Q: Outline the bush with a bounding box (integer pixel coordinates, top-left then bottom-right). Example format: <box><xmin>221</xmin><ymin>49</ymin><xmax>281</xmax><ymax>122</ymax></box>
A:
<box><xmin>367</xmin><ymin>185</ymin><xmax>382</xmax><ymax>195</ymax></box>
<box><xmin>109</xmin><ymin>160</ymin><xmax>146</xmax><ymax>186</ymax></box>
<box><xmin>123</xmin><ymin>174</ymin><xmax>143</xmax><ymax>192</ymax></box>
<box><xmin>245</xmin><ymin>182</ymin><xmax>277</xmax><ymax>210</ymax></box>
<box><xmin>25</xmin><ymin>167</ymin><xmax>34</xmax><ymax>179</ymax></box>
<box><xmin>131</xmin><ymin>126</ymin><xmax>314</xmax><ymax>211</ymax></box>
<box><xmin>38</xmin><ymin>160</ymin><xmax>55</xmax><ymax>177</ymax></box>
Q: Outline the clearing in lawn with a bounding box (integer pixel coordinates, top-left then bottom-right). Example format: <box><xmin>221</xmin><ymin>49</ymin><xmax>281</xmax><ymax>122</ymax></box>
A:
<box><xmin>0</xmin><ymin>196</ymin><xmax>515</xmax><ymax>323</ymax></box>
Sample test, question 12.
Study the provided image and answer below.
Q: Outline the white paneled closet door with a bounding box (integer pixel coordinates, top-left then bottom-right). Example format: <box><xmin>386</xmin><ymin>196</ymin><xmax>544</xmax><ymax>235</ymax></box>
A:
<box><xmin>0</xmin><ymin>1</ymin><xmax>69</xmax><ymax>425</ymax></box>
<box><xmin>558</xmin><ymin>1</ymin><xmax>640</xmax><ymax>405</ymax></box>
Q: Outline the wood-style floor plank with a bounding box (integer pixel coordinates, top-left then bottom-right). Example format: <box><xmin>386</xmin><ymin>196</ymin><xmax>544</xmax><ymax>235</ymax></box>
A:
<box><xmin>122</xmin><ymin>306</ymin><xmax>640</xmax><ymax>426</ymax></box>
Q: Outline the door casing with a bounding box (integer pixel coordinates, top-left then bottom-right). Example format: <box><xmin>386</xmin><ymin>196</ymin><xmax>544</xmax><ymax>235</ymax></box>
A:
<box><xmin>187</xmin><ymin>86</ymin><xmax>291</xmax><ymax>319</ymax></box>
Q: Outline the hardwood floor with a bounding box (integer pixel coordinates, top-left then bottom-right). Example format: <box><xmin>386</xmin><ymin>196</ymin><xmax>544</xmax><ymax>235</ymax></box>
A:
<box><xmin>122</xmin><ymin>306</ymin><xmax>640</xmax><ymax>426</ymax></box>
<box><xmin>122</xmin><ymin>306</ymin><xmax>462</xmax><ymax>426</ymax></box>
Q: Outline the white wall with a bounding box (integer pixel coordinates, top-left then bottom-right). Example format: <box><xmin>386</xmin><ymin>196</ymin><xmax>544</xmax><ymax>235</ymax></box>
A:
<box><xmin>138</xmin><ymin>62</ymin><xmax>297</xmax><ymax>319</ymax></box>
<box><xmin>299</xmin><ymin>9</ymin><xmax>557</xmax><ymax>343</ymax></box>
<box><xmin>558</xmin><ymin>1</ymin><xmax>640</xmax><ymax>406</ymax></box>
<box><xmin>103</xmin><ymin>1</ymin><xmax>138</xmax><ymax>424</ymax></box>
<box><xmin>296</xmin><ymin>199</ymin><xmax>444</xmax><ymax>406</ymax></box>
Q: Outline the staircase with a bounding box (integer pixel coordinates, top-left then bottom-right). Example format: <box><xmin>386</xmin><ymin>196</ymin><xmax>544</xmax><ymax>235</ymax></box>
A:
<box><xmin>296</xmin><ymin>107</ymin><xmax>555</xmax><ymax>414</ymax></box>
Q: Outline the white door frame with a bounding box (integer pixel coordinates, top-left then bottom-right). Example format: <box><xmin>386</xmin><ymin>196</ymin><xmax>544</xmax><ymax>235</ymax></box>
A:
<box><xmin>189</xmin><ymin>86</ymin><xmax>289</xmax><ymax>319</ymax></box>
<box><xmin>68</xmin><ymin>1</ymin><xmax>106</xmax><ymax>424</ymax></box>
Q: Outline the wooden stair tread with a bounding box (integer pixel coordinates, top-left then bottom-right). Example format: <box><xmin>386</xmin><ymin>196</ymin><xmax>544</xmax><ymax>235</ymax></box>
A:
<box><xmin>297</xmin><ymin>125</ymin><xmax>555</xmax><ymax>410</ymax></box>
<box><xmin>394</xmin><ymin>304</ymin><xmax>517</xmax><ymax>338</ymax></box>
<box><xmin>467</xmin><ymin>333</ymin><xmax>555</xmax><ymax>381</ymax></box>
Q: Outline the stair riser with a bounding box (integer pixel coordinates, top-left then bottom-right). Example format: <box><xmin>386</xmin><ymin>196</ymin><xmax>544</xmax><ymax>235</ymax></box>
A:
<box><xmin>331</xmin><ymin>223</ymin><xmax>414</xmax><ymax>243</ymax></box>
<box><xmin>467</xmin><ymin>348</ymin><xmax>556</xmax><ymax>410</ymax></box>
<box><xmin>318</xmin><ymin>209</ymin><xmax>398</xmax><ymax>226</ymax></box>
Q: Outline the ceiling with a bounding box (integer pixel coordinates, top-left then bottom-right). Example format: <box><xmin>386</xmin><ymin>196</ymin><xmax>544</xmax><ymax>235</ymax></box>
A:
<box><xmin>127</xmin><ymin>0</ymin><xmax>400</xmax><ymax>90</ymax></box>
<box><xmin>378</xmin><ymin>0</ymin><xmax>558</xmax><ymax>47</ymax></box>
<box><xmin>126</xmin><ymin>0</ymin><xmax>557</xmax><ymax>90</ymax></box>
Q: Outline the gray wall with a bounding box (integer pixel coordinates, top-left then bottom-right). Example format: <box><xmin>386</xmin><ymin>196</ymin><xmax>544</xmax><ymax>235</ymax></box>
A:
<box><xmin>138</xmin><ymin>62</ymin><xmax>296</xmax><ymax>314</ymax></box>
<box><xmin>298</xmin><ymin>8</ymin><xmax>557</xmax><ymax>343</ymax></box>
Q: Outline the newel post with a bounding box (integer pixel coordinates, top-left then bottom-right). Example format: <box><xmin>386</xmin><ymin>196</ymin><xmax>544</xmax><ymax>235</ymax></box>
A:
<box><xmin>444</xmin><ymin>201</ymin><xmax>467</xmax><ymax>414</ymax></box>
========================
Problem:
Work out how many lines of the listing above contain the string "staircase" with case matching. Reply with that number only.

Solution below:
1